* _TEXT_:
By Bernard Lightman
In July 2019 I attended a fascinating colloquium at Cambridge titled “After Science and Religion.” It was organised by Paul Tyson and Peter Harrison of the Institute for Advanced Studies in the Humanities at the University of Queensland. The ambitious goal was to straighten out Christian theology’s relationship with modern science. The overwhelming majority of those present were theologians. Peter and I were the two token historians. It was an intense two days of papers that led to rich discussions. In my paper I tried to analyse the situation in Britain in the second half of the nineteenth century. My point of departure was based on one of Peter’s insights in his Territories of Science and Religion.

(Items from a dataset)
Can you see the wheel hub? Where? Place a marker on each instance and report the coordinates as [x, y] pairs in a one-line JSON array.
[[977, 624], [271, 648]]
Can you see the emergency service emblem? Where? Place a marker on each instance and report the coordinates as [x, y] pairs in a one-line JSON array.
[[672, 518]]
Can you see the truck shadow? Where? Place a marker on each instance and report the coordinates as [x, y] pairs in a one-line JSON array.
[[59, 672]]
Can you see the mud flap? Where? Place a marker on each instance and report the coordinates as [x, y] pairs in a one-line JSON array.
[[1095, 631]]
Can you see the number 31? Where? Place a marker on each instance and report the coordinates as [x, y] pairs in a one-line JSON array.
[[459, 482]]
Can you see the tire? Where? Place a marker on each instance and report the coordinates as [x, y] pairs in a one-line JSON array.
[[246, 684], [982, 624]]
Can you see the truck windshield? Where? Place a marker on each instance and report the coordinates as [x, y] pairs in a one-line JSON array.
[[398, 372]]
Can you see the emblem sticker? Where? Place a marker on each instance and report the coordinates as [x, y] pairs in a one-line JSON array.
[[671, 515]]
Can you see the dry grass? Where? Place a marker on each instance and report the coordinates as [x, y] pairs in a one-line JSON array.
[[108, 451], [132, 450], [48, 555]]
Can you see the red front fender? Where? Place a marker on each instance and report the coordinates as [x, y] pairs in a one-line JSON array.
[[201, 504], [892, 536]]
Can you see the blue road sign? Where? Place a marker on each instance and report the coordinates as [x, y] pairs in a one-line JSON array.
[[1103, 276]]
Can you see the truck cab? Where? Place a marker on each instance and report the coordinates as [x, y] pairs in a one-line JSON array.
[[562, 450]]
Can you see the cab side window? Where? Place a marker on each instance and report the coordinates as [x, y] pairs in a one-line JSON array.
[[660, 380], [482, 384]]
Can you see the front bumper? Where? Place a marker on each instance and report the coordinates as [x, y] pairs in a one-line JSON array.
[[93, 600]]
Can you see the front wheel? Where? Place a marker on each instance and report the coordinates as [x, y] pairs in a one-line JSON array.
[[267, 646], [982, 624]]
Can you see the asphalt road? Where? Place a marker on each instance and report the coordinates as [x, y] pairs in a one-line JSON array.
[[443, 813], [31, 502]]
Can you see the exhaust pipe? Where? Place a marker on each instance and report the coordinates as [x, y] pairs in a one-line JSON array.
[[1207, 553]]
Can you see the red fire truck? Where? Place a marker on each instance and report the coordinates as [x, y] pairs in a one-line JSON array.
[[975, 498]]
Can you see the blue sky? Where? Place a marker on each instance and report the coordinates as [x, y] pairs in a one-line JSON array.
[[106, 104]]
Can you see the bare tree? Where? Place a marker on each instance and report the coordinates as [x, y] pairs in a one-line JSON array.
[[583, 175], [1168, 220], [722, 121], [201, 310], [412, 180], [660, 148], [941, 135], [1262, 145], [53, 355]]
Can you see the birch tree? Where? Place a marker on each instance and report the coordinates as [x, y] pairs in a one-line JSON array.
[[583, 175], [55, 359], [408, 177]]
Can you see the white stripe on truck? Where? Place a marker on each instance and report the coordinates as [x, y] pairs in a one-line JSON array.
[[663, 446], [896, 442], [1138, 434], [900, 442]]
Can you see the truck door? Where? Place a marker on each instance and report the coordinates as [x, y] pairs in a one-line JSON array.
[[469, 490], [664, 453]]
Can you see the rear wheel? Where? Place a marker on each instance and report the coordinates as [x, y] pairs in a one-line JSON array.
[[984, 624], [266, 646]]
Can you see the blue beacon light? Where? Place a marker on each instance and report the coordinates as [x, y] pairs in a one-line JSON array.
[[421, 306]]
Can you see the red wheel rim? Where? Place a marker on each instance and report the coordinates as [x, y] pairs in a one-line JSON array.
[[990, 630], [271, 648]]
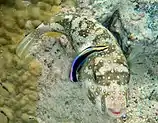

* _PROBLEMS TO SOLVE_:
[1] Name every person identified by name in the colloquium account.
[2] Answer these questions from the colloquium account:
(a) In what month and year was the colloquium held?
(b) How long did the colloquium last?
(c) Which book supplied the insight the writer's paper took as its point of departure?

* _OUTPUTS BY TASK_:
[1] Bernard Lightman, Paul Tyson, Peter Harrison

[2]
(a) July 2019
(b) Two days
(c) Territories of Science and Religion